▶ Exercise requirements:
Return all of the records below, reproducing every line without any change.

▶ Given records:
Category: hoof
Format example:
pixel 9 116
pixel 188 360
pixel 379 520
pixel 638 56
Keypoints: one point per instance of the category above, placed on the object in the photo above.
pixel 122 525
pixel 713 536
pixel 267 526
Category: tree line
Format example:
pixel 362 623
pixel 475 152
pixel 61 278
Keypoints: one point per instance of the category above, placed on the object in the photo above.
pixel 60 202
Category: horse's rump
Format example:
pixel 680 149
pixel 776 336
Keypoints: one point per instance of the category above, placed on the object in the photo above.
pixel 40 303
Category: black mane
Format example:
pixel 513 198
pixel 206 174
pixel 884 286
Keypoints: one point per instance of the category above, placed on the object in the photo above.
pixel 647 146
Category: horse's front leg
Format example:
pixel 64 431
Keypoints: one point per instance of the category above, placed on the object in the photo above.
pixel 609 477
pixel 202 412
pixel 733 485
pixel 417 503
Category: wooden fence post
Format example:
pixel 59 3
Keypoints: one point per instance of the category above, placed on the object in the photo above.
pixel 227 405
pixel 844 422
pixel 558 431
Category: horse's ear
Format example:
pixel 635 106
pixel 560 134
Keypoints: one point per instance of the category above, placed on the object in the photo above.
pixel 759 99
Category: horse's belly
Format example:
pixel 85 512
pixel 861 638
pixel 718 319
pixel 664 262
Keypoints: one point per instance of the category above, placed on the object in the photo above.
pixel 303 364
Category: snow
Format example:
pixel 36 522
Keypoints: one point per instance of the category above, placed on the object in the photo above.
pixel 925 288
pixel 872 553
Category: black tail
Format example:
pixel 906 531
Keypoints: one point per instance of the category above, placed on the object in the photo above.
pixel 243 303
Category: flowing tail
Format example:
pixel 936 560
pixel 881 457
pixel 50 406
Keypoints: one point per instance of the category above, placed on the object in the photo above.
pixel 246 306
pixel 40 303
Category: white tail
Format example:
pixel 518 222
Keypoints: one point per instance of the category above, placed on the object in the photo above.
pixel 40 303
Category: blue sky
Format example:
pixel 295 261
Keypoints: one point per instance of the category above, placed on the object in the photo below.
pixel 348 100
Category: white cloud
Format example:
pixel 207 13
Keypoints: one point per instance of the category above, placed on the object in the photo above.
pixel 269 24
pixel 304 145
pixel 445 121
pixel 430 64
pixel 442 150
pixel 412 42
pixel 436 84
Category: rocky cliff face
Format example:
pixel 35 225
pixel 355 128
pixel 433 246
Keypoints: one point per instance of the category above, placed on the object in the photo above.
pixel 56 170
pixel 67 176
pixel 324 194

▶ Reply to the task:
Category: hoof
Format example:
pixel 9 116
pixel 188 360
pixel 379 520
pixel 638 56
Keypoints: one point per instance of the category above, placed on the object in the photo above.
pixel 122 525
pixel 713 536
pixel 267 526
Category: tree line
Format example:
pixel 362 623
pixel 475 152
pixel 61 278
Keypoints: one point per instance of the category above, placed on the object in the photo above.
pixel 60 202
Category: horse's rump
Format example:
pixel 680 149
pixel 776 336
Keypoints: one point per instance of the category above, placed on the object in the photo above.
pixel 40 303
Category: black mane
Format example:
pixel 513 198
pixel 206 174
pixel 884 286
Keypoints: one point per instance of the category above, placed on the object in the photo above.
pixel 647 146
Category: horse's front leg
Format example:
pixel 64 431
Keypoints: one point per instance of the category above, placed on the object in the photo above.
pixel 609 477
pixel 202 412
pixel 733 485
pixel 417 503
Category: wooden fence post
Format example:
pixel 59 3
Keypoints: one point per instance of the category above, placed on the object in the photo above.
pixel 227 405
pixel 844 422
pixel 558 431
Category: horse's ear
Format example:
pixel 635 106
pixel 560 134
Keypoints: one point per instance of the category above, placed on the object in the photo above.
pixel 759 99
Category: horse's belly
Format example:
pixel 85 512
pixel 861 638
pixel 718 319
pixel 664 262
Keypoints: one point per instance of the category above, placed on the object in the photo above.
pixel 303 364
Category: snow
Format example:
pixel 36 522
Keypoints: one point per instance of the category above, placed on the object in the photo above.
pixel 925 288
pixel 872 553
Category: black tail
Format example:
pixel 906 531
Keypoints: one point per instance of the category above, placed on the object in the photo above.
pixel 243 303
Category: flowing tail
Format example:
pixel 936 560
pixel 881 457
pixel 50 406
Keypoints: one point per instance of the category above, placed on the object in the photo above.
pixel 246 306
pixel 40 303
Category: white tail
Format example:
pixel 518 222
Keypoints: one point per instance of the category above, placed on the object in the photo above.
pixel 40 303
Category: blue sky
Format example:
pixel 295 261
Keypoints: one point per instance of the category above, placed on the object in the photo below.
pixel 348 100
Category: white cloud
Format example:
pixel 207 13
Keypoints: one point per instance of the category above, placed on the object in the photo above.
pixel 269 24
pixel 304 145
pixel 445 121
pixel 430 64
pixel 442 150
pixel 412 42
pixel 436 84
Category: rocky cliff face
Format example:
pixel 35 225
pixel 355 128
pixel 433 246
Keypoints: one point per instance of the category above, placed on the object in the photo above.
pixel 56 170
pixel 67 176
pixel 324 194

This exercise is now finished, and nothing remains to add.